• _What to produce_: Produce an exact transcription of every entry.

• _Supplied records_:
Start of Block
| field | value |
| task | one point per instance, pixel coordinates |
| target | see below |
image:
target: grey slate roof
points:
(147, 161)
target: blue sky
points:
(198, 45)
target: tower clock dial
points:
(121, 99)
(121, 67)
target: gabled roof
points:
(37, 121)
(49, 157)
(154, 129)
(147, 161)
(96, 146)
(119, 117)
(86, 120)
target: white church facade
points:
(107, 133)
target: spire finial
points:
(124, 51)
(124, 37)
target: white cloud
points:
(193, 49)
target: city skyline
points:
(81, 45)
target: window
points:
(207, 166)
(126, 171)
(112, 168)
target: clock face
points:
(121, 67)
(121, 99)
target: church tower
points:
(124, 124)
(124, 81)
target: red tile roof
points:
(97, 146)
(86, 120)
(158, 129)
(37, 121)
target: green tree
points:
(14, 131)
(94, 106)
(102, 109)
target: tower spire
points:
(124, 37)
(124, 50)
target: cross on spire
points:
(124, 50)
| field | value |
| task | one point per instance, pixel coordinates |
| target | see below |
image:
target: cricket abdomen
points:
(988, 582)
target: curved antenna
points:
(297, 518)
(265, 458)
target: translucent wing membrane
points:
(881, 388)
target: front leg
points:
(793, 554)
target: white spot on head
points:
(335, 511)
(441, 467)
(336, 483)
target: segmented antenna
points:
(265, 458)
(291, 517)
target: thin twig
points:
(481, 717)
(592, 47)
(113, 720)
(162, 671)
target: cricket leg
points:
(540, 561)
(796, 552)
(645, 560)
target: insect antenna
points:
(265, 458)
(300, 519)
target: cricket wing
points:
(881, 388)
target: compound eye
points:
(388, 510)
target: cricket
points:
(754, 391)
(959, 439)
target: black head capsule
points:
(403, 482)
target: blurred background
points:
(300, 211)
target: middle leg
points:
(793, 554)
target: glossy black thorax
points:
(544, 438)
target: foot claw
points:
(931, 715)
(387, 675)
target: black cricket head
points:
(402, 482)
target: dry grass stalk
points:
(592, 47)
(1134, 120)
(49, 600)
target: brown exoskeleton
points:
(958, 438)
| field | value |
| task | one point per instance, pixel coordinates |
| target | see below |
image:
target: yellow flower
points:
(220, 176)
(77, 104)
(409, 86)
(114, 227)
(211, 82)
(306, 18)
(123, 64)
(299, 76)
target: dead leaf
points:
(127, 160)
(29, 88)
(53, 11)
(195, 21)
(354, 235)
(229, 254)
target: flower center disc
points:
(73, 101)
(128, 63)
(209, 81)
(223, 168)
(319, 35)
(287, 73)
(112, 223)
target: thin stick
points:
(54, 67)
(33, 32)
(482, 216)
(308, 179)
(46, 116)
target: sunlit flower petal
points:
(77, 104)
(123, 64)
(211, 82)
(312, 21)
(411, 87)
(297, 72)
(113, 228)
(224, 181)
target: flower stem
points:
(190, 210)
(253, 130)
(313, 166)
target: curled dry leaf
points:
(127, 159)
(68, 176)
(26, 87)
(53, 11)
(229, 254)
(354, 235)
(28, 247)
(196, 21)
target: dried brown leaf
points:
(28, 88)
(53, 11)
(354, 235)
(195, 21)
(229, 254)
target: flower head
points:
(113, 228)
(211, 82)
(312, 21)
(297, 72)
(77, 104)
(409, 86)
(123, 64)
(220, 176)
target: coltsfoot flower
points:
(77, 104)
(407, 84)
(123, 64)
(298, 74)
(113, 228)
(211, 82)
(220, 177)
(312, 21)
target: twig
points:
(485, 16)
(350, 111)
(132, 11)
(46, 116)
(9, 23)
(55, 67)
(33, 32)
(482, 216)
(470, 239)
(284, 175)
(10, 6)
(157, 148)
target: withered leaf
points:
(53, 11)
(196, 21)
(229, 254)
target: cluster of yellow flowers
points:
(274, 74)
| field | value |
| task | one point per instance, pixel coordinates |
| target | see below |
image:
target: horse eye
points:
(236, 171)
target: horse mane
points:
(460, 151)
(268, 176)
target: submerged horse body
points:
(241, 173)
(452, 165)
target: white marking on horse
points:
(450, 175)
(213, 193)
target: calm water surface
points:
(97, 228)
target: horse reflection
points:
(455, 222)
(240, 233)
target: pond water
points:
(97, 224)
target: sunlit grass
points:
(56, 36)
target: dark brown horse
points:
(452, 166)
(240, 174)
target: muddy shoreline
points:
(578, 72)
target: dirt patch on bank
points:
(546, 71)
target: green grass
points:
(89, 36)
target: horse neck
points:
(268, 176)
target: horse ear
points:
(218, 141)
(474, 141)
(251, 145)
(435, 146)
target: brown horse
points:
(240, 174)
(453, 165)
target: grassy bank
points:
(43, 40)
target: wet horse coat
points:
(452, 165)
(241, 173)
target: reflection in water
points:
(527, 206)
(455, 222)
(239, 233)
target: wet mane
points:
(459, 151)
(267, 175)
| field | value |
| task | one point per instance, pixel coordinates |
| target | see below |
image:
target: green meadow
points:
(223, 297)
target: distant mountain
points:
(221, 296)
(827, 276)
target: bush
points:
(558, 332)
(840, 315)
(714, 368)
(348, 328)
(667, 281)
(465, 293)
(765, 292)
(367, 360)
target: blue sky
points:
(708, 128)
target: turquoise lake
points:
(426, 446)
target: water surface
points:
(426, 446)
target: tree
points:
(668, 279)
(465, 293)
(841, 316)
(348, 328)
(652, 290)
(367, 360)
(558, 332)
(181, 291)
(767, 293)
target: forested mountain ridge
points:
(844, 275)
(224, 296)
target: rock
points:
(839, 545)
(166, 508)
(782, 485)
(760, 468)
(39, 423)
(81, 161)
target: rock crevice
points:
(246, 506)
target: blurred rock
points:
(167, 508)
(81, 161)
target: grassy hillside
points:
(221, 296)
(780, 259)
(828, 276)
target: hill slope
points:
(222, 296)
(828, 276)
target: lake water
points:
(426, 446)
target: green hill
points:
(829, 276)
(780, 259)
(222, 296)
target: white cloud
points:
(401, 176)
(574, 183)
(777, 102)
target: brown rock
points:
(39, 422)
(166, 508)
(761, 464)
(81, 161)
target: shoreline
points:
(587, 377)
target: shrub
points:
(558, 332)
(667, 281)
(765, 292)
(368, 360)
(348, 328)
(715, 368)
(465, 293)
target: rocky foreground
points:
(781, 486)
End of Block
• _Written response_:
| field | value |
| task | one point per instance, pixel coordinates |
| target | see below |
image:
target: grey slate roof
points:
(147, 161)
target: blue sky
points:
(198, 45)
target: tower clock dial
points:
(121, 99)
(121, 67)
target: gabled roof
points:
(37, 121)
(49, 157)
(154, 129)
(147, 161)
(96, 146)
(119, 117)
(86, 120)
target: white church facade
points:
(107, 133)
target: spire finial
points:
(124, 51)
(124, 37)
target: white cloud
points:
(193, 49)
target: city skyline
points:
(81, 45)
target: window
points:
(207, 166)
(126, 171)
(112, 168)
target: clock face
points:
(121, 67)
(121, 99)
target: church tower
points:
(124, 124)
(124, 81)
target: red tile roof
points:
(97, 146)
(86, 120)
(158, 129)
(37, 121)
target: green tree
points:
(14, 131)
(94, 106)
(102, 109)
target: tower spire
points:
(124, 37)
(124, 50)
target: cross on spire
points:
(124, 50)
| field | value |
| task | one point per instance, pixel coordinates |
| target | see below |
image:
target: cricket abdomen
points:
(988, 582)
target: curved antenna
points:
(297, 518)
(265, 458)
target: translucent wing membrane
points:
(881, 388)
target: front leg
points:
(793, 554)
target: white spot on head
points:
(335, 511)
(441, 467)
(336, 483)
target: segmented antenna
points:
(265, 458)
(291, 517)
target: thin twig
points:
(481, 717)
(592, 47)
(113, 720)
(162, 671)
target: cricket leg
points:
(540, 561)
(796, 552)
(645, 560)
target: insect antenna
points:
(265, 458)
(300, 519)
target: cricket wing
points:
(881, 388)
target: compound eye
points:
(388, 510)
target: cricket
points:
(754, 391)
(959, 439)
target: black head capsule
points:
(403, 482)
target: blurred background
points:
(300, 211)
target: middle leg
points:
(793, 554)
target: glossy black thorax
points:
(544, 438)
target: foot claw
points:
(931, 715)
(387, 675)
target: black cricket head
points:
(402, 482)
target: dry grass stalk
points:
(592, 47)
(1134, 120)
(49, 600)
target: brown exoskeleton
points:
(958, 438)
| field | value |
| task | one point per instance, pixel coordinates |
| target | see below |
image:
target: yellow flower
points:
(220, 176)
(77, 104)
(409, 86)
(114, 227)
(211, 82)
(306, 18)
(123, 64)
(299, 76)
target: dead leaf
points:
(127, 160)
(29, 88)
(53, 11)
(195, 21)
(354, 235)
(229, 254)
target: flower center disc
points:
(73, 101)
(128, 63)
(209, 81)
(223, 168)
(319, 35)
(287, 73)
(112, 223)
target: thin stick
points:
(54, 67)
(33, 32)
(482, 216)
(308, 179)
(46, 116)
target: sunlit flower petal
points:
(77, 104)
(123, 64)
(211, 82)
(312, 21)
(411, 87)
(297, 72)
(113, 228)
(224, 181)
target: flower stem
points:
(190, 210)
(253, 130)
(313, 166)
target: curled dry leaf
points:
(127, 159)
(68, 176)
(26, 87)
(53, 11)
(229, 254)
(354, 235)
(28, 247)
(196, 21)
target: dried brown leaf
points:
(28, 88)
(53, 11)
(354, 235)
(195, 21)
(229, 254)
target: flower head
points:
(113, 228)
(211, 82)
(312, 21)
(297, 72)
(77, 104)
(409, 86)
(123, 64)
(220, 176)
target: coltsfoot flower
points:
(77, 104)
(407, 84)
(123, 64)
(298, 74)
(113, 228)
(211, 82)
(220, 177)
(312, 21)
target: twig
points:
(485, 16)
(350, 111)
(132, 11)
(46, 116)
(9, 23)
(55, 67)
(33, 32)
(482, 216)
(470, 239)
(284, 175)
(10, 6)
(157, 148)
target: withered leaf
points:
(53, 11)
(196, 21)
(229, 254)
target: cluster of yellow flowers
points:
(274, 74)
| field | value |
| task | one point per instance, pixel coordinates |
| target | see below |
image:
target: horse eye
points:
(236, 171)
target: horse mane
points:
(460, 151)
(268, 176)
target: submerged horse body
points:
(241, 173)
(452, 165)
target: white marking on horse
points:
(450, 175)
(213, 193)
target: calm water surface
points:
(97, 228)
target: horse reflection
points:
(455, 222)
(240, 233)
target: pond water
points:
(97, 224)
target: sunlit grass
points:
(56, 36)
target: dark brown horse
points:
(452, 166)
(240, 174)
target: muddy shoreline
points:
(578, 72)
target: dirt patch on bank
points:
(546, 71)
target: green grass
points:
(89, 36)
target: horse neck
points:
(268, 176)
target: horse ear
points:
(218, 141)
(474, 141)
(251, 145)
(435, 146)
target: brown horse
points:
(240, 174)
(453, 165)
target: grassy bank
points:
(43, 40)
target: wet horse coat
points:
(452, 165)
(241, 173)
target: reflection in water
points:
(527, 206)
(455, 222)
(239, 233)
target: wet mane
points:
(459, 151)
(267, 175)
| field | value |
| task | one point per instance, pixel coordinates |
| target | see below |
image:
target: green meadow
points:
(223, 297)
target: distant mountain
points:
(221, 296)
(827, 276)
target: bush
points:
(558, 332)
(840, 315)
(714, 368)
(348, 328)
(667, 281)
(465, 293)
(765, 292)
(367, 360)
target: blue sky
points:
(708, 128)
target: turquoise lake
points:
(426, 446)
target: water surface
points:
(426, 446)
target: tree
points:
(668, 279)
(465, 293)
(841, 316)
(348, 328)
(652, 290)
(367, 360)
(558, 332)
(181, 291)
(767, 293)
target: forested mountain ridge
points:
(844, 275)
(224, 296)
target: rock
points:
(839, 545)
(166, 508)
(782, 485)
(760, 468)
(39, 423)
(81, 161)
target: rock crevice
points:
(246, 506)
target: blurred rock
points:
(167, 508)
(81, 161)
target: grassy hillside
points:
(221, 296)
(780, 259)
(828, 276)
target: hill slope
points:
(222, 296)
(828, 276)
target: lake water
points:
(426, 446)
target: green hill
points:
(829, 276)
(780, 259)
(222, 296)
target: white cloud
points:
(401, 176)
(574, 183)
(777, 102)
target: brown rock
points:
(39, 422)
(166, 508)
(761, 464)
(81, 161)
target: shoreline
points:
(587, 377)
target: shrub
points:
(558, 332)
(667, 281)
(765, 292)
(368, 360)
(348, 328)
(715, 368)
(465, 293)
target: rocky foreground
points:
(781, 486)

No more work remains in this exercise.